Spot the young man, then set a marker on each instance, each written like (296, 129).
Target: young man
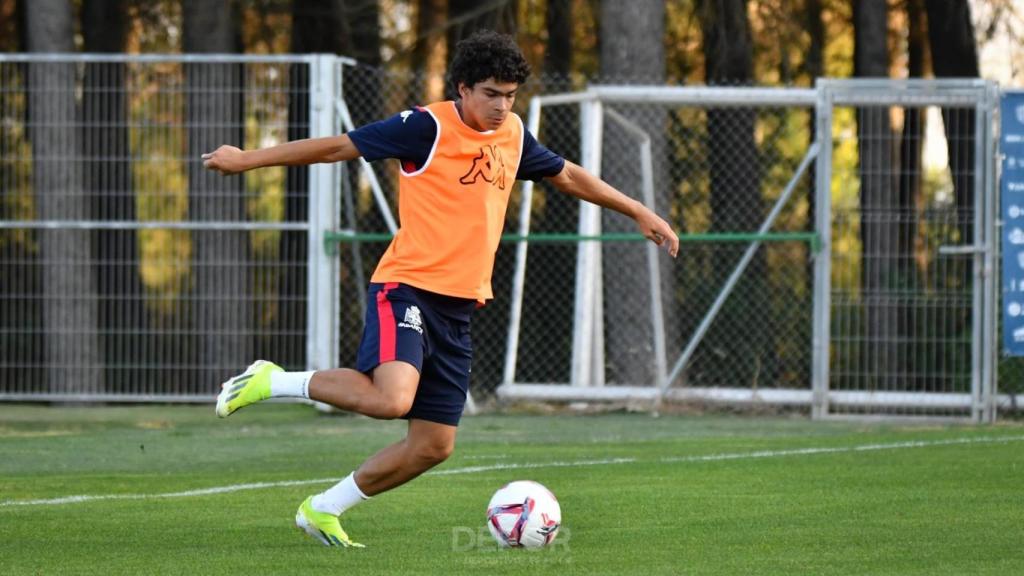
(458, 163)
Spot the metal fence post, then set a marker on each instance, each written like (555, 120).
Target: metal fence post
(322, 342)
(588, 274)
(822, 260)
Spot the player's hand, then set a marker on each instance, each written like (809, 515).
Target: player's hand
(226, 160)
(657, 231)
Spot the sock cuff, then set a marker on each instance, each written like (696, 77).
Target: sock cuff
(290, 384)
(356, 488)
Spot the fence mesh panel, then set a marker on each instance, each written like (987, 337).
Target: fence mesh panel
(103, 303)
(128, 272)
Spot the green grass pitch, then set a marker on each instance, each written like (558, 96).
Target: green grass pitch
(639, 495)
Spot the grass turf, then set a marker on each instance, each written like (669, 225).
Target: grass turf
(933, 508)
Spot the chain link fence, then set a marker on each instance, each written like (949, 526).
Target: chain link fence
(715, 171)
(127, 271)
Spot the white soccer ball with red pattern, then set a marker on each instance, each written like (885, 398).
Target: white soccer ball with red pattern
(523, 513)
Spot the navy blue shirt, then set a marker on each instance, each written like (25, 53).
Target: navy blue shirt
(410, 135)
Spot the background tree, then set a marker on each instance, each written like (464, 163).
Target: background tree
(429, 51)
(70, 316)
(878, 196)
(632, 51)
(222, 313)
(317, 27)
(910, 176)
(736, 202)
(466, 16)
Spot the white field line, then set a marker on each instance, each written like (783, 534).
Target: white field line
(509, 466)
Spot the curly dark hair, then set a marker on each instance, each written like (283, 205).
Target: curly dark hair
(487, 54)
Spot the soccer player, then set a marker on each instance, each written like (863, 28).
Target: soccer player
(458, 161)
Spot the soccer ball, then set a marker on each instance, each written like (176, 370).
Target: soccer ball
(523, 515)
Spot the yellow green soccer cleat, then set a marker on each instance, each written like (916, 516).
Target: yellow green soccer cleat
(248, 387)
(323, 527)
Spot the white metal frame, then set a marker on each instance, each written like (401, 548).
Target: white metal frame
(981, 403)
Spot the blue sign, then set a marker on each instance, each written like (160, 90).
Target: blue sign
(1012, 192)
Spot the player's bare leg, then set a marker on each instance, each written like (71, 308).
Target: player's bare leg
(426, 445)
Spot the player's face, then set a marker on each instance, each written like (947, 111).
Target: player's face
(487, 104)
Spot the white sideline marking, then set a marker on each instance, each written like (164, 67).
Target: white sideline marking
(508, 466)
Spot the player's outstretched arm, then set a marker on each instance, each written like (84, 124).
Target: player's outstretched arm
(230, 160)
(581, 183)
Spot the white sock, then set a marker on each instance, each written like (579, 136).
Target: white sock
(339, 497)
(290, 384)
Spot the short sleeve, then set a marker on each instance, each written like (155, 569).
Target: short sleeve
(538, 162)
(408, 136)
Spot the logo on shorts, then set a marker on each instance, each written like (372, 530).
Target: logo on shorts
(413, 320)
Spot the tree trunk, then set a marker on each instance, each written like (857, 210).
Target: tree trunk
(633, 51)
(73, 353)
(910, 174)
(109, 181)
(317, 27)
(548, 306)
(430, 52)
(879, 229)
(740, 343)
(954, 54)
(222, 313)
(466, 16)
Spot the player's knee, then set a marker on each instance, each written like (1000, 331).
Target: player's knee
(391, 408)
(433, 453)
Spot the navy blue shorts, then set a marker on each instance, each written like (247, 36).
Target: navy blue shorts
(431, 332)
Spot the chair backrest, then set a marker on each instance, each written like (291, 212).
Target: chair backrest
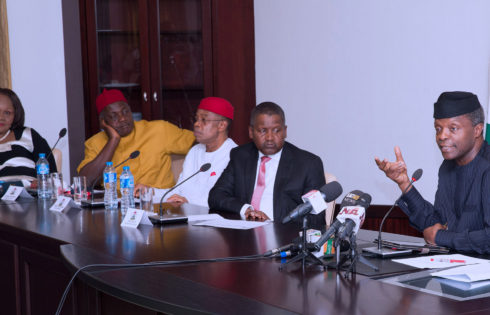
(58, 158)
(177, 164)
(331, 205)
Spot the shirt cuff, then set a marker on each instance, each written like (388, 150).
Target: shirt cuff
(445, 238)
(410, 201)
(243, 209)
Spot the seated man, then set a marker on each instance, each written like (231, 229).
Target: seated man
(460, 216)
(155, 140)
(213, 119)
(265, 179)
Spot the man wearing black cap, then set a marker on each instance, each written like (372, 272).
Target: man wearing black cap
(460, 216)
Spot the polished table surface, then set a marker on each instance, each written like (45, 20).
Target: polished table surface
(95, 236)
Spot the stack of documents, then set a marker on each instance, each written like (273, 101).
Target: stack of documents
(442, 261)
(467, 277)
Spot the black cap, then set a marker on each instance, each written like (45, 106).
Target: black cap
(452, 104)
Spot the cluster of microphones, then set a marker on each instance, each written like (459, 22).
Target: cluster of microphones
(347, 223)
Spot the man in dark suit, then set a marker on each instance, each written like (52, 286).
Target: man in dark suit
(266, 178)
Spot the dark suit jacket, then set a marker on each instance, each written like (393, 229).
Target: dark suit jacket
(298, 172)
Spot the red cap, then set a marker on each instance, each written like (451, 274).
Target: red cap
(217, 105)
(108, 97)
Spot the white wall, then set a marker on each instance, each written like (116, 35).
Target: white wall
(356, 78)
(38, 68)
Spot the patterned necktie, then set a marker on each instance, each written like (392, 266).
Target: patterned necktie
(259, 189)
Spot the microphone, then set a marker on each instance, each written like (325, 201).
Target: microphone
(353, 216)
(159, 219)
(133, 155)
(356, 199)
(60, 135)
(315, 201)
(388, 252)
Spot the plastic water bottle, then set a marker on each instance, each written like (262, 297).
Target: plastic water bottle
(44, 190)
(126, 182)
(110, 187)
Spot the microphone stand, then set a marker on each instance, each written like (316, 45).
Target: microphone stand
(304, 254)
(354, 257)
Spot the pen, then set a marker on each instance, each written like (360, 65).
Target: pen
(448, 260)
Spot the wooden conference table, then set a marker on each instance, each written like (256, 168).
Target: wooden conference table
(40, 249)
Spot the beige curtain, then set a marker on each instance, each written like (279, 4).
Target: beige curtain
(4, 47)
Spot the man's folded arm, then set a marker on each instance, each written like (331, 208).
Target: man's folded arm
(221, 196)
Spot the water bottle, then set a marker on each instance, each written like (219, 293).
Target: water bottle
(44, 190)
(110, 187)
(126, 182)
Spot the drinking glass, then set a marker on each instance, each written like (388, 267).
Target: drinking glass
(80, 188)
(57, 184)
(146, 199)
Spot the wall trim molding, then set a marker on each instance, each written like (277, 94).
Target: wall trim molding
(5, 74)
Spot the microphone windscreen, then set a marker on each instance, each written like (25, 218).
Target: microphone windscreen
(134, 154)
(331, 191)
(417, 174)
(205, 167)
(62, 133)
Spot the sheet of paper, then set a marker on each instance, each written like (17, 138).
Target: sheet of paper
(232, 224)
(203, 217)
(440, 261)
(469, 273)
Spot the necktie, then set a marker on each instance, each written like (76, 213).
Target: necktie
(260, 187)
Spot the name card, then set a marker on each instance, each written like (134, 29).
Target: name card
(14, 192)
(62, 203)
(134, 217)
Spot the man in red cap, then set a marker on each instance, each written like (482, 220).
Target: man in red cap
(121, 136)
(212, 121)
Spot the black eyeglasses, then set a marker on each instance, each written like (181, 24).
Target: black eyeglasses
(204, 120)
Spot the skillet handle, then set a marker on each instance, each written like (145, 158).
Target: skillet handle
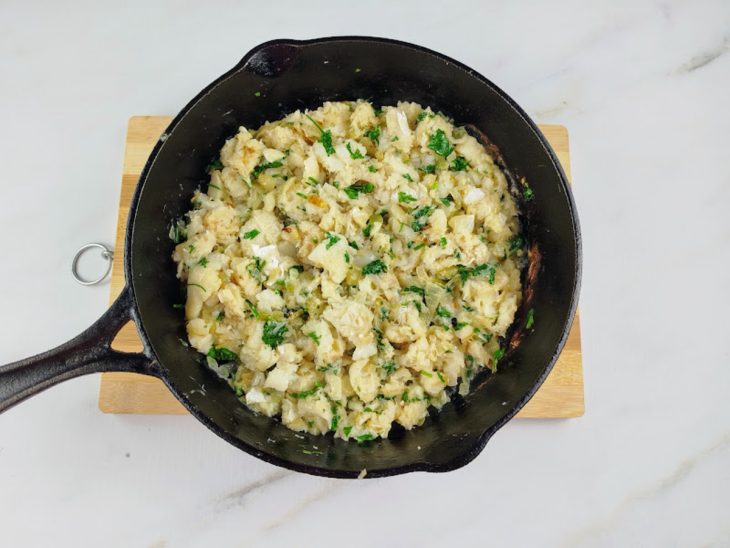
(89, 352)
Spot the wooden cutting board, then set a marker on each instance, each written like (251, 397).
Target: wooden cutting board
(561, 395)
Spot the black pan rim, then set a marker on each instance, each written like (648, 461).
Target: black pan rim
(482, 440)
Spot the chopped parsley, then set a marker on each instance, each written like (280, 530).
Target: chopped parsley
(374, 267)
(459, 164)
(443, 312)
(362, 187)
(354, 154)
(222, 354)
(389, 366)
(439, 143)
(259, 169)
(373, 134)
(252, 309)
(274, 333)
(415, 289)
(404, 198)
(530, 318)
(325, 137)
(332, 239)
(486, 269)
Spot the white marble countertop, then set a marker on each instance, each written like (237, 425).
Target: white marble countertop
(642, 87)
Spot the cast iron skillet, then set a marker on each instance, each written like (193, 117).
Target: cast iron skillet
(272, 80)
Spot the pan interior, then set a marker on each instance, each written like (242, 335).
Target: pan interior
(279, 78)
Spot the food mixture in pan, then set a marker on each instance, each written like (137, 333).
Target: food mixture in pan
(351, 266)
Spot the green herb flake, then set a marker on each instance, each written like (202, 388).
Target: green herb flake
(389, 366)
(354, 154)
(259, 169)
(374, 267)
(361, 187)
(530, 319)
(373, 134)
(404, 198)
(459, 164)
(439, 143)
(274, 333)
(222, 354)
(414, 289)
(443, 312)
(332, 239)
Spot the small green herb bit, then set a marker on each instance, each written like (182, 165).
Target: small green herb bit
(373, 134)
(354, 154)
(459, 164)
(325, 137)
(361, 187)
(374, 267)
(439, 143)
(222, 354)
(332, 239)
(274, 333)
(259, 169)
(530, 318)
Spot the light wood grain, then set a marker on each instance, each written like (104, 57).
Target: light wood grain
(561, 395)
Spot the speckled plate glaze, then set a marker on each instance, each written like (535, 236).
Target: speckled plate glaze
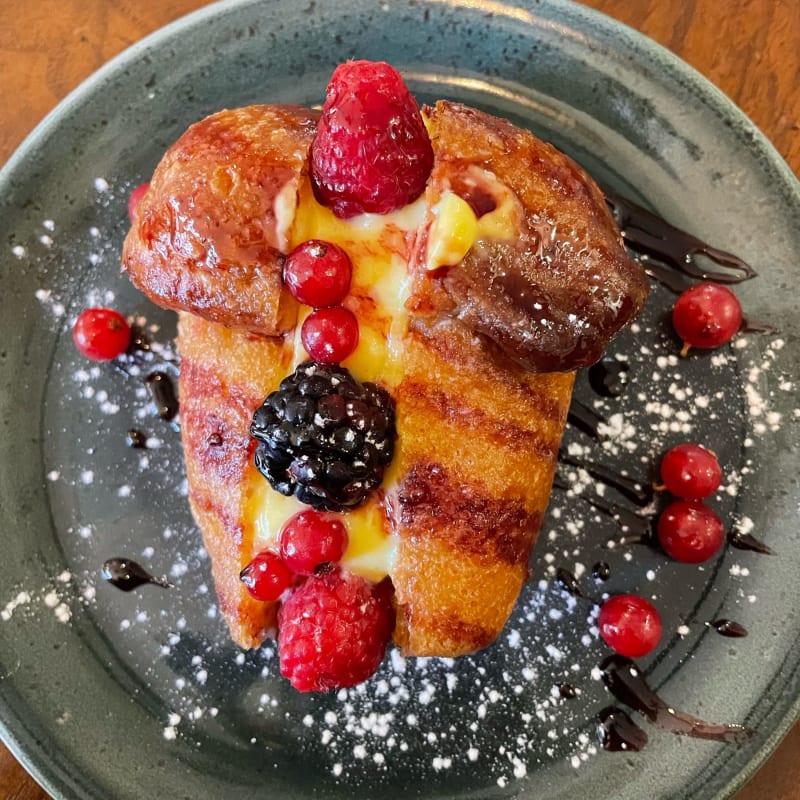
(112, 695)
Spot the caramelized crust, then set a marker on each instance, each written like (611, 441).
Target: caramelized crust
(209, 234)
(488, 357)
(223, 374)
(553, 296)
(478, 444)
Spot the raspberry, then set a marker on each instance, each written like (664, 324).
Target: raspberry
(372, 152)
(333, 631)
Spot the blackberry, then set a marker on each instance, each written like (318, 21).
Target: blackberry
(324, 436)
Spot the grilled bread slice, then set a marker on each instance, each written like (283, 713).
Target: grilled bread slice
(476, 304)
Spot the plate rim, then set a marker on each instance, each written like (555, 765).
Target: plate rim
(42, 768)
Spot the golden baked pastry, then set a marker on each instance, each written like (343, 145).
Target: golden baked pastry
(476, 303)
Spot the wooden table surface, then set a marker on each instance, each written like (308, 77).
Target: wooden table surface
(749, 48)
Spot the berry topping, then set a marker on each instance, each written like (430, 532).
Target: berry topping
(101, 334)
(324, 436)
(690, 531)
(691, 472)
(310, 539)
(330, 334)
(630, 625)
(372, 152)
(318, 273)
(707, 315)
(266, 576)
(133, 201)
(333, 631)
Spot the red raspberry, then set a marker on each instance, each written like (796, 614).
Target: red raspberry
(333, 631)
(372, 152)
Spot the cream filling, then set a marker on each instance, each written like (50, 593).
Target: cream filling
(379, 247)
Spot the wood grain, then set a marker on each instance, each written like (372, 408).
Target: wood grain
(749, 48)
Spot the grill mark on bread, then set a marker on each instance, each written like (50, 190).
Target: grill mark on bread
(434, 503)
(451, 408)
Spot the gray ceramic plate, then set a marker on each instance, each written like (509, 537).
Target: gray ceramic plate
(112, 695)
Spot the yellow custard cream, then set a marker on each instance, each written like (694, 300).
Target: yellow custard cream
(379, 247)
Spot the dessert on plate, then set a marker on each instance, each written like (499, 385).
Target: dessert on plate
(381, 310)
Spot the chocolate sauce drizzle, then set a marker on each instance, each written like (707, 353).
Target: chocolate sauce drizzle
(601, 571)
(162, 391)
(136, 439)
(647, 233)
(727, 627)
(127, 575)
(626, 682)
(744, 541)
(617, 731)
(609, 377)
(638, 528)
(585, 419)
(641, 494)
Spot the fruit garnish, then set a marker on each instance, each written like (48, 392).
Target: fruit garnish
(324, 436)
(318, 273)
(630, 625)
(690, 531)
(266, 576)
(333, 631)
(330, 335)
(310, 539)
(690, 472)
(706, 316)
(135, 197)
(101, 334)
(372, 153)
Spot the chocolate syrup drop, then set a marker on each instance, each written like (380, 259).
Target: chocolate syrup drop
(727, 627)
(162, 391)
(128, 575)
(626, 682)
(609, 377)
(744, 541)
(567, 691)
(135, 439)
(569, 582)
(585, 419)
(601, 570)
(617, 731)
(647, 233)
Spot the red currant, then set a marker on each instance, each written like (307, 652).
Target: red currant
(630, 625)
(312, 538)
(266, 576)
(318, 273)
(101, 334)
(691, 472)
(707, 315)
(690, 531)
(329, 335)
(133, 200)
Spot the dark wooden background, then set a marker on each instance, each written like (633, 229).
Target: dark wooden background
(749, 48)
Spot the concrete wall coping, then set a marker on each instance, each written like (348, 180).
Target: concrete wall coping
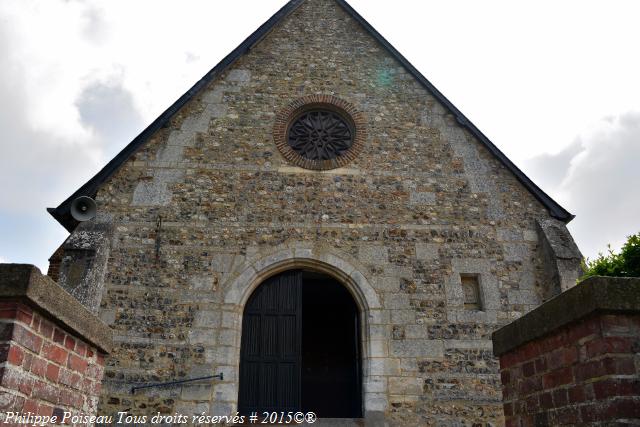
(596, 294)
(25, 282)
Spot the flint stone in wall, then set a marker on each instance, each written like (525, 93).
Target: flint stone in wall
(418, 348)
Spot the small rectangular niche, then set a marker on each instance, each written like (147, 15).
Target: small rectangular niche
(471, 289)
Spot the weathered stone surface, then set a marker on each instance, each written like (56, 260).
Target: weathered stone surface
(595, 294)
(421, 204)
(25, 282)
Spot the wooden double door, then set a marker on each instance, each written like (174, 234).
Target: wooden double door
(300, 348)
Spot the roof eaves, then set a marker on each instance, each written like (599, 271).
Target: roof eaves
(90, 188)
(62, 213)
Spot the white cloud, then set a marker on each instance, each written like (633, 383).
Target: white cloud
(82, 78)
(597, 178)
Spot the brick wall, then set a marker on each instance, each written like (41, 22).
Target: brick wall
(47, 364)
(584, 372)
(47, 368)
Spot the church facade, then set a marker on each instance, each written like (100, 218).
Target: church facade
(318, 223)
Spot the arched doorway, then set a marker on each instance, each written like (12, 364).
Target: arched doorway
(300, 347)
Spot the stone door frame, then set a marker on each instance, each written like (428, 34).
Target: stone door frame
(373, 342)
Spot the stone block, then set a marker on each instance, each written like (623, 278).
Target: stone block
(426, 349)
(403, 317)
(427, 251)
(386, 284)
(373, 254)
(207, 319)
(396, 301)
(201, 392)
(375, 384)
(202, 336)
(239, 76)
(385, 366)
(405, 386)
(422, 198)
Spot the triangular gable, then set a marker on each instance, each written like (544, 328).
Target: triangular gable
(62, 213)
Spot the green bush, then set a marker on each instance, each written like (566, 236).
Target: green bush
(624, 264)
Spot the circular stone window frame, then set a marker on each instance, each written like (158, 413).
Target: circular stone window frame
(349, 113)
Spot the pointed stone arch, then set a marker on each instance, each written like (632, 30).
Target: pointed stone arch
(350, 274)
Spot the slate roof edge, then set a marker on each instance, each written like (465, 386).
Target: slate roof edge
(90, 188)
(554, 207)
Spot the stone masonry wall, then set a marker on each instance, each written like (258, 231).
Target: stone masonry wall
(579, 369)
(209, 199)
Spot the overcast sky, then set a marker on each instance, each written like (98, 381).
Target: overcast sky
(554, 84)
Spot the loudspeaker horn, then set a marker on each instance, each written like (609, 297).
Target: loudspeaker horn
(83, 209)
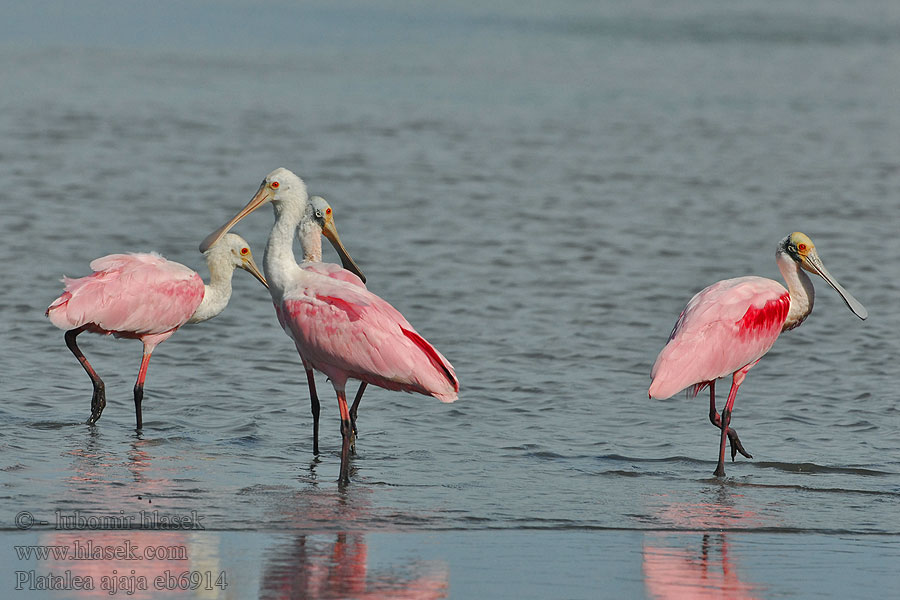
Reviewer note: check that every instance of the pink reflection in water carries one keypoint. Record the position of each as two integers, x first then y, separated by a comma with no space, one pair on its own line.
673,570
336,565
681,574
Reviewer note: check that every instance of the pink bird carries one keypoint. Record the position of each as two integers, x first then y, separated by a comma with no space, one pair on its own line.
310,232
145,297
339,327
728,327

#### What you have to do
In the data above, find the line with "Spot the stone masonry" and repeat it and every line after it through the end, exactly; leave the pictures out.

#### Solution for this task
Spot the stone masonry wall, then set a marker on each instance, each written like (258, 231).
Target: stone masonry wall
(579, 369)
(209, 199)
Spot the overcast sky, then set a marker on each instance, each written like (98, 381).
Target: overcast sky
(554, 84)
Spot the loudspeaker horn, then set a marker on each instance, each written like (609, 297).
Target: loudspeaker horn
(83, 209)
Reviewer note: check that every instance of the pink reflection in water carries one keypoint. Record the position of each as two integers, x first then y, separated by a comma with no space, one pair on its own line.
673,570
336,565
681,574
Reviewer note: check that every instance of the pink bird carries one keypoint. Record the position of each as two integers, x first then y, separated by a comma with no space, one pair on its own line.
310,232
145,297
339,327
728,327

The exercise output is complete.